::: TEXT :::
AI offensive cyber capabilities accelerate sharply
Lyptus study finds doubling time falls to about six months, bigger token budgets turn evaluation limits into attacker advantage
Images
Offensive cyber capability of AI models over time: From GPT-2 (2019) to Opus 4.6 and GPT-5.3 Codex (2026), the time horizon grew from 30 seconds to roughly three hours. The doubling time accelerated from 9.8 months (since 2019) to 5.7 months (since 2024). | Image: Lyptus Research
Lyptus Research
AI models can now complete cyberattack tasks that take human professionals about three hours, and the time it takes frontier systems to reach that level is shrinking fast. According to a new study by AI safety research firm Lyptus Research, offensive cyber capability has been doubling roughly every six months since 2024, an acceleration from the slower pace observed since 2019.
::: SUPPLIED INFORMATION :::
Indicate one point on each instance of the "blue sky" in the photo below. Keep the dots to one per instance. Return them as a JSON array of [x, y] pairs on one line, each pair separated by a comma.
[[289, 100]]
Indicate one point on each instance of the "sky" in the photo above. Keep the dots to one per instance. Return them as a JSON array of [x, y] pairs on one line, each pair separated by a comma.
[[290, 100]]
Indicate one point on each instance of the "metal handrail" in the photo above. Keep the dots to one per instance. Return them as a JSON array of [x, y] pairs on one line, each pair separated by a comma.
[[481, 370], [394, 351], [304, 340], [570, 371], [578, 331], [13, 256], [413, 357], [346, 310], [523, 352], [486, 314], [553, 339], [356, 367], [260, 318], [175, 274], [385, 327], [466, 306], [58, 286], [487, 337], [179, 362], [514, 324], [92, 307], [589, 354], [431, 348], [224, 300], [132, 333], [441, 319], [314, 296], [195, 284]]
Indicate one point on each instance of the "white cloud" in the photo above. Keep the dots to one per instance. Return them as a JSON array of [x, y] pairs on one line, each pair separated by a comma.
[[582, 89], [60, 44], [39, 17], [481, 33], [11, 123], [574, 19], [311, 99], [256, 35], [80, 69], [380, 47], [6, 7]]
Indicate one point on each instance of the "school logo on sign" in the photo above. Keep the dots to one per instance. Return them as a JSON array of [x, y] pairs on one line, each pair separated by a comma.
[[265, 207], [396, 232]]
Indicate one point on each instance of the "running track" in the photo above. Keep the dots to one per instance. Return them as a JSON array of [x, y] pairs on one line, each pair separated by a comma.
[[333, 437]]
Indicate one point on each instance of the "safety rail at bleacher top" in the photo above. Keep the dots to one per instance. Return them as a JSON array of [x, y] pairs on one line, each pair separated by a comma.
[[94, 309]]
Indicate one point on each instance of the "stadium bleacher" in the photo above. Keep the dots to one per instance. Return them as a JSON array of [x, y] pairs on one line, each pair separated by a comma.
:::
REQUIRED ACTIONS
a. Answer these about the article on AI offensive cyber capabilities:
(i) What time horizon does the image caption give for GPT-2 in 2019?
(ii) What doubling time since 2024 does the caption state?
(iii) What kind of organization does the body text say Lyptus Research is?
b. Write a continuation of the article on AI offensive cyber capabilities, starting after its final sentence.

RESULTS OF THE TASKS
a.
(i) 30 seconds
(ii) 5.7 months
(iii) An AI safety research firm

b.
The work, described by The Decoder, uses the METR “time-horizon” method: instead of asking whether a model can hack a target in the wild, researchers measure how long a comparable human expert would take to solve a curated set of offensive-security tasks that the model can complete at a given success rate. Lyptus tested 291 tasks with ten professional security experts, then benchmarked multiple model generations from GPT-2-era systems up to current frontier tools.
The headline result is not a single model’s score but the slope of progress. Lyptus estimates the doubling time in offensive capability at 9.8 months from 2019, tightening to 5.7 months since 2024. The study also finds that larger “token budgets” — effectively, more compute and more room for trial-and-error — translate into sharp jumps in what models can do. GPT-5.3 Codex, for example, moves from a roughly three-hour time horizon to more than ten hours when its budget is increased from two million tokens to ten million, suggesting that many evaluations understate real-world performance when attackers can spend more compute.
The gap between open-source and closed-source models is narrowing but still measurable. Lyptus estimates open models trail closed ones by about 5.7 months on this metric — a delay that matters in an arms race, but not one that reliably protects smaller organisations once techniques and tooling diffuse.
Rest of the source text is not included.